## WORKING DATA
-.-.-

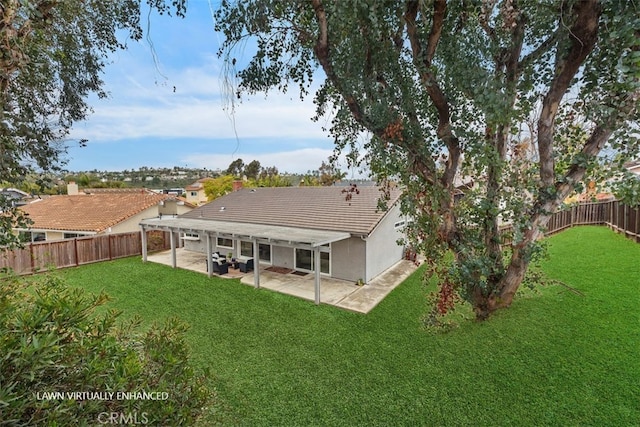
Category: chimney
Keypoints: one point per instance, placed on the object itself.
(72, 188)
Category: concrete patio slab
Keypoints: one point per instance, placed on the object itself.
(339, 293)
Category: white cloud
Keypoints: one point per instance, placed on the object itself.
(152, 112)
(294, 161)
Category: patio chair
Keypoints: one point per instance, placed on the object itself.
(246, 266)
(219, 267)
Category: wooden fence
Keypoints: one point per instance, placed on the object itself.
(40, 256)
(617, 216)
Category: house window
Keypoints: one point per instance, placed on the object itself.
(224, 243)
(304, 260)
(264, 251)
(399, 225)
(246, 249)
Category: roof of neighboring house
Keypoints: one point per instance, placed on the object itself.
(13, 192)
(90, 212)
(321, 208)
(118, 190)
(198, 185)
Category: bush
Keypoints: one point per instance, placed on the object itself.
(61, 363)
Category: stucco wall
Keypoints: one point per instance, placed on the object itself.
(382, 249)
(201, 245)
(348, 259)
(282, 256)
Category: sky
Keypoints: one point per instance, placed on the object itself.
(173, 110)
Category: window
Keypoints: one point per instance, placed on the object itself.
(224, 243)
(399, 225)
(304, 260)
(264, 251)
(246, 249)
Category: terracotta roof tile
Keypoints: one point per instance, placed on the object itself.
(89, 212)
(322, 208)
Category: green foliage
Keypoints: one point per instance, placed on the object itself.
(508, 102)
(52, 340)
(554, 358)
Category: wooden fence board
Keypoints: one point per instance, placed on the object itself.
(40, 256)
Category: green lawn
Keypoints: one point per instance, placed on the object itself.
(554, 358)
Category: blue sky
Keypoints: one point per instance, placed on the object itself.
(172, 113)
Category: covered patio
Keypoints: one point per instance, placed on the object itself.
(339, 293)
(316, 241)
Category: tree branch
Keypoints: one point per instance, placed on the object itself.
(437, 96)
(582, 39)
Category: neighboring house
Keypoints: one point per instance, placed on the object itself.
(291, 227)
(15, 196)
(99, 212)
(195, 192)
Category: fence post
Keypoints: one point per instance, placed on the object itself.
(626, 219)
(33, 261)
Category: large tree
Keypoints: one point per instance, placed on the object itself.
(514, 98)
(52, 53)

-.-.-

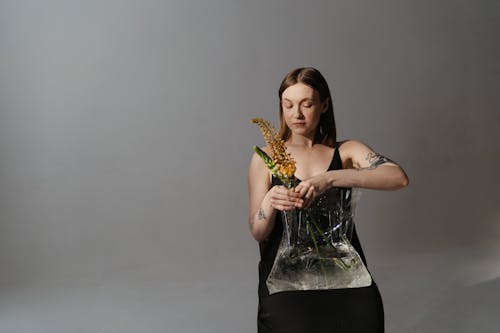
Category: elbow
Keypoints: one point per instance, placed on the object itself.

-.-.-

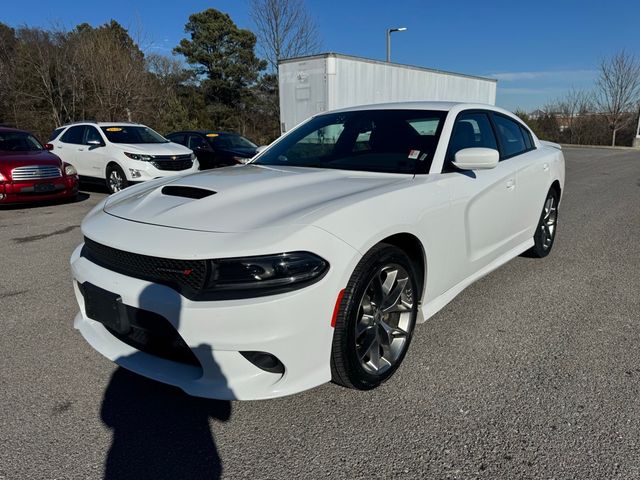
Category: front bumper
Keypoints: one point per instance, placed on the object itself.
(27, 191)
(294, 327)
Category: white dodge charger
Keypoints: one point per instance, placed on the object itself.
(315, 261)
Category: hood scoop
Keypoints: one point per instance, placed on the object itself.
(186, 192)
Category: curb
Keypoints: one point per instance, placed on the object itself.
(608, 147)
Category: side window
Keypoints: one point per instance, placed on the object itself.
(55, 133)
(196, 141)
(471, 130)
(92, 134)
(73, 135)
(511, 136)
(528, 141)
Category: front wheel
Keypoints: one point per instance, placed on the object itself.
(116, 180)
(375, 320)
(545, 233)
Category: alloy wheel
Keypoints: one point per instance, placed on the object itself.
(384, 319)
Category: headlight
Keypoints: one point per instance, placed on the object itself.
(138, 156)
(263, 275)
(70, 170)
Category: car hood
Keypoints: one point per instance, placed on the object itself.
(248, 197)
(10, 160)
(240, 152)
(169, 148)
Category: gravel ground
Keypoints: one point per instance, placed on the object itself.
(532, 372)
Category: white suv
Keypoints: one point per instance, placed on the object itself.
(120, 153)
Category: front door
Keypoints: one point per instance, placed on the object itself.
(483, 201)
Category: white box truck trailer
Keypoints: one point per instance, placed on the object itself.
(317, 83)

-.-.-

## REQUIREMENTS
From the listing above, pick out each line containing the string "window" and copy it. Treat uppercase and lowercase as different, so only exact-case matches count.

## SOLUTION FOR THIS EXERCISE
Category: house window
Category: window
Category: side window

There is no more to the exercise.